## [Exercise prompt]
The records follow. Filter them to the lines that hold "brown".

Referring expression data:
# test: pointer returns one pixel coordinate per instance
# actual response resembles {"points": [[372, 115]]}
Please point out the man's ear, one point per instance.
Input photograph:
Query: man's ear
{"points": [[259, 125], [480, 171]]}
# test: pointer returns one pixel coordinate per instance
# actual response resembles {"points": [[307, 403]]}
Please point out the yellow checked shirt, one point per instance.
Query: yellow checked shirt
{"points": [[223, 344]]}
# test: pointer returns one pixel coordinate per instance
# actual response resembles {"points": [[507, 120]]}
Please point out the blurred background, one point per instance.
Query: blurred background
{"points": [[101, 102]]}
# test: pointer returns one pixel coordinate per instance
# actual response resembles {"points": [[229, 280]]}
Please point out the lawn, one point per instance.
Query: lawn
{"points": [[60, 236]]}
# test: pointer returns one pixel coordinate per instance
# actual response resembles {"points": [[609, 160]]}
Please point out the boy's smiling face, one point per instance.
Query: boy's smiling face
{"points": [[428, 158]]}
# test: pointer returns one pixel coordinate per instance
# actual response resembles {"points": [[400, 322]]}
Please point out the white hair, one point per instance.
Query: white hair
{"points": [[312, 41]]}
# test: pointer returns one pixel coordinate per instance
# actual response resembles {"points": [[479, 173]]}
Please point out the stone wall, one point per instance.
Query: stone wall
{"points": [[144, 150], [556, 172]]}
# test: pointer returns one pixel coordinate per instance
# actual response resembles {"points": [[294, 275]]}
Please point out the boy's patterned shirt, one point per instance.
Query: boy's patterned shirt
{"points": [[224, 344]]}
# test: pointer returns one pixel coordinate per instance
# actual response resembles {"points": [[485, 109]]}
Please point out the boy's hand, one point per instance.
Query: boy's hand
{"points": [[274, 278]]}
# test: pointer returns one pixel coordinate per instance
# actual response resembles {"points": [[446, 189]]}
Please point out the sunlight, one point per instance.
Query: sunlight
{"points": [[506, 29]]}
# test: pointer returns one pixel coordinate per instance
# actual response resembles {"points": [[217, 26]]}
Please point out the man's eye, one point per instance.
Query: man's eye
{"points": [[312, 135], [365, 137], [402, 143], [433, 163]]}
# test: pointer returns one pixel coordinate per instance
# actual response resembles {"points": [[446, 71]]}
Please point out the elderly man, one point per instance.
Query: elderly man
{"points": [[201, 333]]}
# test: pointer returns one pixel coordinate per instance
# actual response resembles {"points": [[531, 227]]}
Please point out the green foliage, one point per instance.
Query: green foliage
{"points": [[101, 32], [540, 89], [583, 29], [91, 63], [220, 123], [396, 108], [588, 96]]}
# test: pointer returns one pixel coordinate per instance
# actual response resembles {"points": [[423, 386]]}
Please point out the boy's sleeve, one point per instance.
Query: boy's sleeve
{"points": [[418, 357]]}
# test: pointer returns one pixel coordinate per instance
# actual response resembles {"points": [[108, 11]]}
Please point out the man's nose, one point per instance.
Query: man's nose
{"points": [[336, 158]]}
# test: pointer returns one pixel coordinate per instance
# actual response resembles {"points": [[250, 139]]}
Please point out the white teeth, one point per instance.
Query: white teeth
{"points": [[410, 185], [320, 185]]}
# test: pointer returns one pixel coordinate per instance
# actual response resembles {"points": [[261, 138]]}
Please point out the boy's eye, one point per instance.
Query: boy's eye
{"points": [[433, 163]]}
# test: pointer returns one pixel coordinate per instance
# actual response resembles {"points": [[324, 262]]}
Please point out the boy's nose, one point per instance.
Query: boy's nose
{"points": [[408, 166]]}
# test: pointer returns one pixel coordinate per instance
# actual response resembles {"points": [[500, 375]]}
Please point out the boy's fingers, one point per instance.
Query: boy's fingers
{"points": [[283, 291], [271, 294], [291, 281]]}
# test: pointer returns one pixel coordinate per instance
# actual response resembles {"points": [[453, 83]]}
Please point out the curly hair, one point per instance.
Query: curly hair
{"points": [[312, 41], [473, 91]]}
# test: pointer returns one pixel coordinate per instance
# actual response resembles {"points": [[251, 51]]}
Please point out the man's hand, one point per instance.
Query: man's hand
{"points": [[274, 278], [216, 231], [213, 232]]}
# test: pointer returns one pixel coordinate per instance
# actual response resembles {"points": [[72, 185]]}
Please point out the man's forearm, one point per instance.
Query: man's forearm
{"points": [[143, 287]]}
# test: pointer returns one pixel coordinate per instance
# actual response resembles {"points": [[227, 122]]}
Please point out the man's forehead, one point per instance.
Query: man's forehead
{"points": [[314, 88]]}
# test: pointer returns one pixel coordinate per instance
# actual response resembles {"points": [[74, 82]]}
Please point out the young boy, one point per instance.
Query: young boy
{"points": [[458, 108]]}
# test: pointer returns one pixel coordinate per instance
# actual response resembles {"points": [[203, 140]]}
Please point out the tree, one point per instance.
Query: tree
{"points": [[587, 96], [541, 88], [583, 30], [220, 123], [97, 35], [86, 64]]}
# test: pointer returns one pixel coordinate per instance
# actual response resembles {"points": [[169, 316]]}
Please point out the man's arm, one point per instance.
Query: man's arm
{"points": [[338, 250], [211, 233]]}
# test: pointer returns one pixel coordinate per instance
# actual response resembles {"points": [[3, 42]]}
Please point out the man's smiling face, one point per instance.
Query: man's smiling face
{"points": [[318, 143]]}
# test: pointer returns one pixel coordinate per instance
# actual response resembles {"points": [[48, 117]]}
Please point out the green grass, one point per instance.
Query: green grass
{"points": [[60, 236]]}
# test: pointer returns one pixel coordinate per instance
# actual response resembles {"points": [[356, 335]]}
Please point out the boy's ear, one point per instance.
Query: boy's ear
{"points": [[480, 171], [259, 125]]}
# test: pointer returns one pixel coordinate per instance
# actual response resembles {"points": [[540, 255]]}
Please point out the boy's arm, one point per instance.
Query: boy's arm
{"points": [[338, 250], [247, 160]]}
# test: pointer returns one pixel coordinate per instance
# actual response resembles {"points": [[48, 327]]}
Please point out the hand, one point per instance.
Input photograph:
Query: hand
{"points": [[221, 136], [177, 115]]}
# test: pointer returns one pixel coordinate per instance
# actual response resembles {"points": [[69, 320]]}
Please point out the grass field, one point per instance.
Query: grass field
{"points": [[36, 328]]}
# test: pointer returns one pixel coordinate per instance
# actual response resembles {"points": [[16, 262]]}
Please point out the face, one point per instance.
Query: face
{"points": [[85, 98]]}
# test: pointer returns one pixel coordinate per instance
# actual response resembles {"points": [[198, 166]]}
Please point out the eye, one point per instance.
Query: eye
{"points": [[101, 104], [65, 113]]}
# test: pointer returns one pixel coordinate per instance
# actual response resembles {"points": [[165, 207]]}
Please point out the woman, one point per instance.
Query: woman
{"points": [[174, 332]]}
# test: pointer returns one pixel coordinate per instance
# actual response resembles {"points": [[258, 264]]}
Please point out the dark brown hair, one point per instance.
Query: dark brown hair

## [Answer box]
Please point out the dark brown hair, one point per instance.
Query: dark brown hair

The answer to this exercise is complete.